- [Estratto del documento]
##############################

Questi stereotipi – che si autoalimentano a dismisura grazie a narrazioni semplici, immediate e apparentemente convincenti – sono scorciatoie del pensiero, alibi all’ignoranza, esche formidabili per i costruttori di dissenso. Un tassista mi ha dato una bella idea: e se coinvolgessimo i migranti nella ricostruzione post terremoto? Un altro, polacco, mi ha detto: perché tutti quelli che abitano o arrivano in Europa non firmano una Carta di valori? Attenzione: i pregiudizi bruciano la speranza in un futuro migliore.
I social media alimentano la circolazione di falsità e pregiudizi?
Sui social, per le loro caratteristiche intrinseche, è certamente più facile veicolare frasi fatte e slogan che si usano in modo leggero e superficiale talvolta con lo scopo più o meno dichiarato di ottenere un facile consenso. Chiunque può postare considerazioni, foto e video in base ad una presunta libertà di pensiero che non tollera limitazioni di sorta. Anche quando quelle limitazioni sarebbero imposte dal buon senso. Basterebbe chiedersi: direi le stesse cose che scrivo se dovessi guardare negli occhi il mio interlocutore? Sono sicuro di non ferire nessuno? Parlerei allo stesso modo se non conoscessi le persone che ho davanti? Davvero sono sicuro al 100% di quello che sostengo?

##############################

- [Compiti da svolgere]
(1) Cita dall'estratto su stereotipi e social media tutto ciò che va da "Questi stereotipi –" giù fino a "un futuro migliore.", senza cambiare nulla.
(2) Continua l'estratto su stereotipi e social media, cominciando subito dopo la sua ultima frase.

##############################

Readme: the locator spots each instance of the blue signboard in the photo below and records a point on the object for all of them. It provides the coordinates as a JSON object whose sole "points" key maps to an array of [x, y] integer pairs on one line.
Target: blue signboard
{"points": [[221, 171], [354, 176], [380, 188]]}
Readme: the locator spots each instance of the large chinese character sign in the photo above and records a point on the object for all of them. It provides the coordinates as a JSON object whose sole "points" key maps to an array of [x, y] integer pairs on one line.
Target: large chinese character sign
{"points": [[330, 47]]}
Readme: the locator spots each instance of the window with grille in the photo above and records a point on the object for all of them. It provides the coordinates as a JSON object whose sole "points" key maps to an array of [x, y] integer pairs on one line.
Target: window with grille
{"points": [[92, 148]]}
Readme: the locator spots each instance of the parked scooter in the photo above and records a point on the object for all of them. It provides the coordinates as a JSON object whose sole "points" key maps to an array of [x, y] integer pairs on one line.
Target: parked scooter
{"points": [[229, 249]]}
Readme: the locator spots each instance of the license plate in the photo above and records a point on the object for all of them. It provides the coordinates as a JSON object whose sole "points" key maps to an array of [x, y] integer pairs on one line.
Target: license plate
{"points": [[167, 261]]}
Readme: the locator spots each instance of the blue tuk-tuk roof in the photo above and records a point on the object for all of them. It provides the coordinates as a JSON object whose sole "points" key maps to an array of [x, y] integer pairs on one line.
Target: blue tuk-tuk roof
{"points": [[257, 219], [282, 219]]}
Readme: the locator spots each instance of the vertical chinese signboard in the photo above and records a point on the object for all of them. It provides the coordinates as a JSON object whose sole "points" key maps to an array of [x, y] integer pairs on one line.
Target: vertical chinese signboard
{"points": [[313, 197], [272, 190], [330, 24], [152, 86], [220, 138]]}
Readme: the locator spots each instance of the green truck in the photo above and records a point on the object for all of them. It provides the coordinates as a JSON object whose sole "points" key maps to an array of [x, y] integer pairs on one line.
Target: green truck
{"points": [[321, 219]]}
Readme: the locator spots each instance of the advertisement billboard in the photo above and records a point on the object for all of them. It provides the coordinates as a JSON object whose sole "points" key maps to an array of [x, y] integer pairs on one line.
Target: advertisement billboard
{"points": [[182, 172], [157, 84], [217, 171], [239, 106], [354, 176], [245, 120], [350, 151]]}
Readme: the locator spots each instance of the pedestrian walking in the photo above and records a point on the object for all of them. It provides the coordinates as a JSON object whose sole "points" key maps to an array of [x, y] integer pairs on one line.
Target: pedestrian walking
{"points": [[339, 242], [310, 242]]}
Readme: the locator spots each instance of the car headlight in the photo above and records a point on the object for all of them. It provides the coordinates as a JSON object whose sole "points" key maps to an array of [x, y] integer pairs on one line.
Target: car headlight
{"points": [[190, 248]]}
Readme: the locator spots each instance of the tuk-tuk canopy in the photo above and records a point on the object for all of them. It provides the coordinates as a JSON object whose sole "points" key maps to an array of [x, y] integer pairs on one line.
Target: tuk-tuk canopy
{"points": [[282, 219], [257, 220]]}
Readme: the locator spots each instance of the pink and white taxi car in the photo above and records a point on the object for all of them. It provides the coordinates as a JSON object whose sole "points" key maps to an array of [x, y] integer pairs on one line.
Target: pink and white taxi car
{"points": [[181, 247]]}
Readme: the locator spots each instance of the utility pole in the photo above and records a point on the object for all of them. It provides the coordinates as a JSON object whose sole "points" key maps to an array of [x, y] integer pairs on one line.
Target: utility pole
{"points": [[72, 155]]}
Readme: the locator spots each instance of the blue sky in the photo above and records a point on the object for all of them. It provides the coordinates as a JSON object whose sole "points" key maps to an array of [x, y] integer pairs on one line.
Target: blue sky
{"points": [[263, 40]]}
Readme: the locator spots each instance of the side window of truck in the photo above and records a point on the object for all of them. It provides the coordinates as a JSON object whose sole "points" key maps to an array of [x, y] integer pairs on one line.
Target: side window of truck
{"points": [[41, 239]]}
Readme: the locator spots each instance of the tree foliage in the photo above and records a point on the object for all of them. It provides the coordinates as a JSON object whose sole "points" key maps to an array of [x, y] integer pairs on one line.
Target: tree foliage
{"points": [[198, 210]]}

##############################

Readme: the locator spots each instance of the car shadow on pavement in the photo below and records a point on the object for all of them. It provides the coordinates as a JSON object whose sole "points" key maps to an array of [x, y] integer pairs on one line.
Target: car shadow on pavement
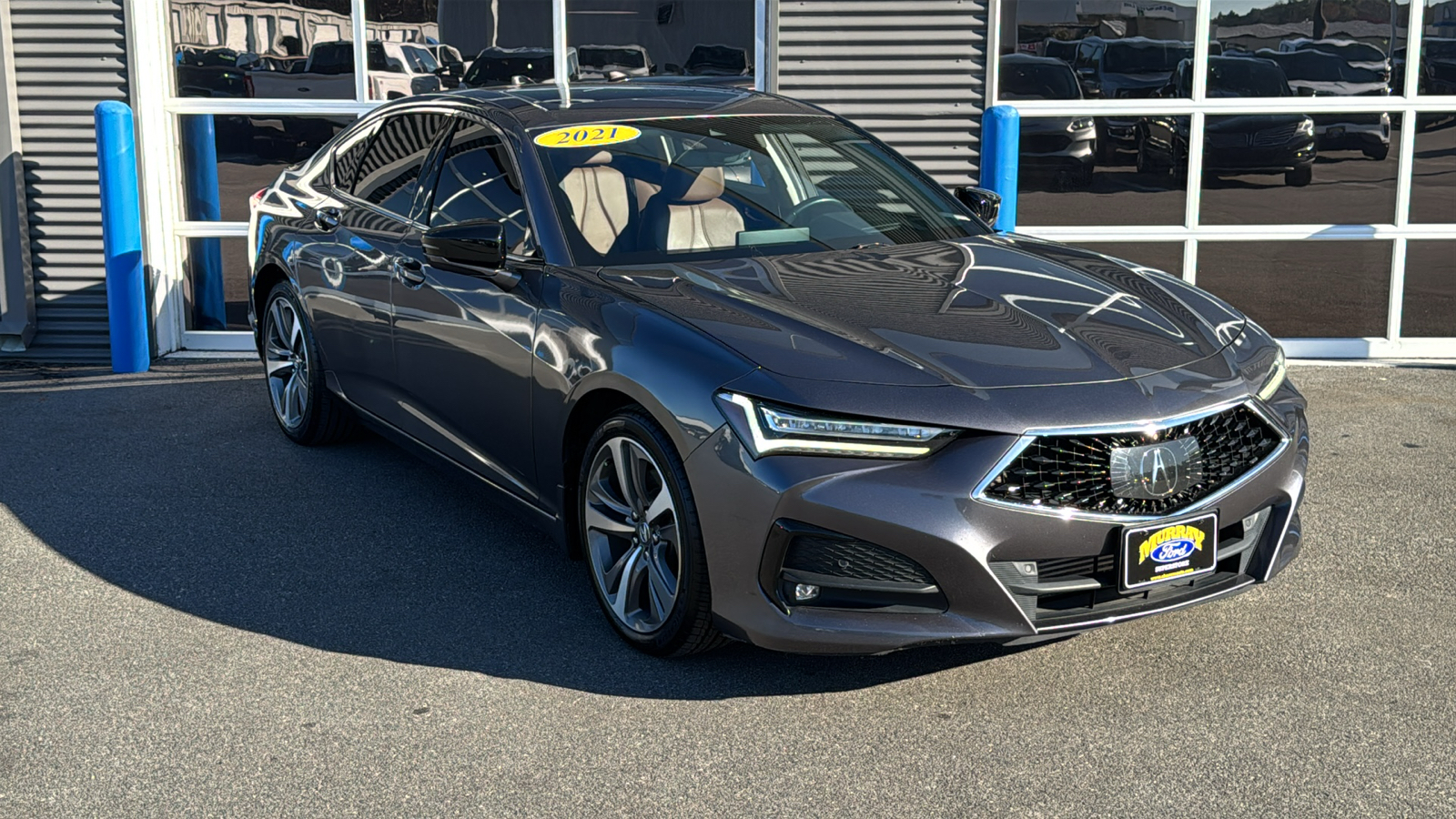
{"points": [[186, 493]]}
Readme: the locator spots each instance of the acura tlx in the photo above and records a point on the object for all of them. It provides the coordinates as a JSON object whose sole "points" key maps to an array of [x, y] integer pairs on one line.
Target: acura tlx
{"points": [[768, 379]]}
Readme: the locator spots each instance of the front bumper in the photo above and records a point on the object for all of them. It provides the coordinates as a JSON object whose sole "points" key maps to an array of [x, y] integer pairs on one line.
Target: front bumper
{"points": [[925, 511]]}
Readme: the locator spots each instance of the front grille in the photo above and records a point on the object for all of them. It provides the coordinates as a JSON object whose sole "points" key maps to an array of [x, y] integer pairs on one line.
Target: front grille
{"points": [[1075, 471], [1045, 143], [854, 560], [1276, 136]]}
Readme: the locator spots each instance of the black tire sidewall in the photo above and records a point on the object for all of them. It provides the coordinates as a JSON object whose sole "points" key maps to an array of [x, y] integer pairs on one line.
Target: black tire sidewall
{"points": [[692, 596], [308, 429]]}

##############################

- [Risposte ai compiti]
(1)
Questi stereotipi – che si autoalimentano a dismisura grazie a narrazioni semplici, immediate e apparentemente convincenti – sono scorciatoie del pensiero, alibi all’ignoranza, esche formidabili per i costruttori di dissenso. Un tassista mi ha dato una bella idea: e se coinvolgessimo i migranti nella ricostruzione post terremoto? Un altro, polacco, mi ha detto: perché tutti quelli che abitano o arrivano in Europa non firmano una Carta di valori? Attenzione: i pregiudizi bruciano la speranza in un futuro migliore.

(2)
I nostri dialoghi con i tassisti di Roma, Milano, Napoli, Como, Palermo, Bruxelles, Cracovia, Londra, New York e Buenos Aires vanno proprio in questo senso: dimostrare che si può dialogare sempre, anche se si ha poco tempo e non ci si conosce. E si può cambiare idee o, quanto meno, aver voglia di approfondire.
Quali sono le responsabilità dei movimenti populistici che allignano sul sentimento xenofobo?
La principale responsabilità dei populisti è quella di far leva sulle paure più profonde della gente – l’immigrazione è una di queste assieme a terrorismo, disoccupazione, situazione economica – rincorrendo gli umori della massa e presentando appunto gli immigrati di volta in volta come invasori, terroristi, ladri di lavoro, parassiti. Nella retorica di populisti e xenofobi gli immigrati vestono sempre un ruolo negativo, sono sempre fonte di preoccupazione, spesso sono sinonimo di emergenza. La loro unica ricetta è quella di non farli partire dai loro Paesi – non importa se devastati da guerre, fame o calamità naturali – per non farli arrivare da noi, all’insegna dell’occhio non vede e cuore non duole.
Essi tendono a ripetere che chi è pro-immigrazione vuole fare entrare «tutta l’Africa» e «consegnare il Paese agli immigrati». Non c’è niente di più falso. A varcare i confini dell’Africa è un’esigua minoranza. L’Unhcr ha più volte sottolineato che la maggior parte delle persone in fuga si dirige verso i paesi limitrofi al proprio (l’86%) e che i paesi che ospitano il maggior numero di rifugiati sono Turchia (2,5 milioni), Pakistan (1,6 milioni) e Libano (1,1 milioni).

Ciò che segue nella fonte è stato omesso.